• Work instructions
Give back each entry verbatim.

*** Opening Source material ***

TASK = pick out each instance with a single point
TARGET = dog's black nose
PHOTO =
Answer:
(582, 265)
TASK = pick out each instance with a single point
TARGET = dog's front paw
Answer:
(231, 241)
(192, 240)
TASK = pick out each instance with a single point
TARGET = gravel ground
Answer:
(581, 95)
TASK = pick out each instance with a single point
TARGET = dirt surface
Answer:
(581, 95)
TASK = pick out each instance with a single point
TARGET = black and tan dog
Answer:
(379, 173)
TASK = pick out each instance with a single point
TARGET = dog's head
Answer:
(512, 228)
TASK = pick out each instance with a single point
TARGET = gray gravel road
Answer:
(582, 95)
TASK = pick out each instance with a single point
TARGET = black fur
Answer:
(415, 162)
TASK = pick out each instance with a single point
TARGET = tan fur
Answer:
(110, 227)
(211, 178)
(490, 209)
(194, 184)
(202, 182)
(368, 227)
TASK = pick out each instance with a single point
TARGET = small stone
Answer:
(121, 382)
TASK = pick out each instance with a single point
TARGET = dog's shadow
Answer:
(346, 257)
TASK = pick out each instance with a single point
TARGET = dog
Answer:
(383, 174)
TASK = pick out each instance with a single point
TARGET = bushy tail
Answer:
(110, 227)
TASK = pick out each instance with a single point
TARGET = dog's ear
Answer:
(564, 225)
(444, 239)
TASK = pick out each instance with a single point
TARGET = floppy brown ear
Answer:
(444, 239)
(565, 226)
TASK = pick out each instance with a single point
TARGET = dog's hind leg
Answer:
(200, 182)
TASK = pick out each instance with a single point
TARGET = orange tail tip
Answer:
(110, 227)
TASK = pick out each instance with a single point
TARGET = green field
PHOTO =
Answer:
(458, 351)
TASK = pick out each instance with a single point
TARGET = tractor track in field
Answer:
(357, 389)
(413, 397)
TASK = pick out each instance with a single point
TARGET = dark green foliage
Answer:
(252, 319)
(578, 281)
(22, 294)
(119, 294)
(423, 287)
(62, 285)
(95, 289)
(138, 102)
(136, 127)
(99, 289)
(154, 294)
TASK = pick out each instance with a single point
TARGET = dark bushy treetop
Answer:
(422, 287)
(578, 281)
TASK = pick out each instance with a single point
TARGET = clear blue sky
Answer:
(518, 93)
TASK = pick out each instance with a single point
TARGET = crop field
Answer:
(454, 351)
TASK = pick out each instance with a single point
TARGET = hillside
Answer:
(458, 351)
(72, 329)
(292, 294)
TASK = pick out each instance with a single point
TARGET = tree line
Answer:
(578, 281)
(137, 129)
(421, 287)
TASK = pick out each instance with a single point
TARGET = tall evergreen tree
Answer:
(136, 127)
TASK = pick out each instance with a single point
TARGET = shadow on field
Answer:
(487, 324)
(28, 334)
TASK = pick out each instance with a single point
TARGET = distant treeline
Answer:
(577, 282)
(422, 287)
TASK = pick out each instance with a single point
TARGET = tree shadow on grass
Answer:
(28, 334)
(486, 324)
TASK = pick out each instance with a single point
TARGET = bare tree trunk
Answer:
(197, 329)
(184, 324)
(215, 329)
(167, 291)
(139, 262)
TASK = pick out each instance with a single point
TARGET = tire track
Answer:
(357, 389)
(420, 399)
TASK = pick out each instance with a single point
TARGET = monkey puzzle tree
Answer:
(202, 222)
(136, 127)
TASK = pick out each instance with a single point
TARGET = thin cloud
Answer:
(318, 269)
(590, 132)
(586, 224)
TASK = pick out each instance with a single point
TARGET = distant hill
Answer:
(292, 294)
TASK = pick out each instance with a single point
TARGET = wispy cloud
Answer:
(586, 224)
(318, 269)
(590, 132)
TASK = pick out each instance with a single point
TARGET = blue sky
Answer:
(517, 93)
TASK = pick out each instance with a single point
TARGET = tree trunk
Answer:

*** Closing Source material ***

• Written answer
TASK = pick out each instance with a single point
TARGET = dog's black nose
PHOTO =
Answer:
(582, 265)
TASK = pick out each instance with a single point
TARGET = dog's front paw
Answer:
(231, 241)
(192, 240)
TASK = pick out each instance with a single point
TARGET = gravel ground
Answer:
(581, 95)
TASK = pick out each instance with a single point
TARGET = dirt surface
Answer:
(581, 95)
TASK = pick out each instance with a single point
TARGET = black and tan dog
Answer:
(379, 173)
TASK = pick out each instance with a single point
TARGET = dog's head
Answer:
(512, 228)
TASK = pick out each instance with a single point
TARGET = gray gravel road
Answer:
(582, 95)
TASK = pick out each instance with a single point
TARGET = black fur
Answer:
(415, 162)
TASK = pick out each instance with a single point
TARGET = tan fur
Answer:
(110, 227)
(211, 178)
(490, 209)
(194, 184)
(202, 182)
(368, 227)
TASK = pick out each instance with a single point
TARGET = small stone
Answer:
(121, 382)
TASK = pick out each instance with a single point
TARGET = dog's shadow
Answer:
(346, 257)
TASK = pick out each instance with a single point
TARGET = dog
Answer:
(383, 174)
TASK = pick out each instance with a single point
TARGET = bushy tail
Answer:
(110, 227)
TASK = pick out each instance with a single point
TARGET = dog's ear
Answer:
(564, 225)
(444, 239)
TASK = pick out each instance with a single point
TARGET = floppy brown ear
Answer:
(444, 239)
(565, 226)
TASK = pick out each instance with a single point
TARGET = dog's hind leg
Answer:
(200, 182)
TASK = pick out each instance with a single point
TARGET = orange tail tip
Answer:
(110, 227)
TASK = pick out each instance with a single point
TARGET = green field
PHOTO =
Answer:
(458, 351)
TASK = pick out each instance with a single point
TARGET = tractor track in field
Answer:
(357, 389)
(413, 397)
TASK = pick out each instance with a single point
TARGET = dark green foliage
Answer:
(252, 319)
(578, 281)
(22, 294)
(119, 294)
(423, 287)
(62, 285)
(95, 289)
(138, 102)
(136, 127)
(99, 289)
(154, 294)
TASK = pick out each instance with a single point
TARGET = dark bushy treetop
Answer:
(422, 287)
(578, 281)
TASK = pick out each instance with a single point
TARGET = clear blue sky
Answer:
(518, 93)
TASK = pick out each instance with a single point
TARGET = crop field
Answer:
(454, 351)
TASK = pick out each instance with a single point
TARGET = hillside
Answer:
(458, 351)
(72, 329)
(292, 294)
TASK = pick out each instance with a single point
TARGET = tree line
Answer:
(578, 281)
(137, 129)
(421, 287)
TASK = pick out each instance with a single point
TARGET = tall evergreen tree
Answer:
(136, 127)
TASK = pick out each instance with a single point
TARGET = shadow on field
Answer:
(487, 324)
(28, 334)
TASK = pick out each instance with a single point
TARGET = distant treeline
Answer:
(577, 282)
(422, 287)
TASK = pick out each instance with a single point
TARGET = tree shadow on grass
Answer:
(28, 334)
(486, 324)
TASK = pick out each instance with a single point
TARGET = bare tree trunk
Answer:
(197, 329)
(184, 324)
(215, 329)
(167, 291)
(139, 262)
TASK = pick out each instance with a single point
TARGET = tire track
Answer:
(357, 389)
(420, 399)
TASK = pick out each instance with a single point
TARGET = monkey puzzle tree
Answer:
(202, 222)
(136, 127)
TASK = pick out each instance with a single point
TARGET = thin cloud
Answer:
(318, 269)
(590, 132)
(586, 224)
TASK = pick out each instance with a single point
TARGET = distant hill
Answer:
(292, 294)
TASK = pick out each instance with a single point
TARGET = wispy cloud
Answer:
(586, 224)
(318, 269)
(590, 132)
TASK = pick out each instance with a single point
TARGET = blue sky
Answer:
(517, 93)
TASK = pick out each instance with a single point
TARGET = tree trunk
Answer:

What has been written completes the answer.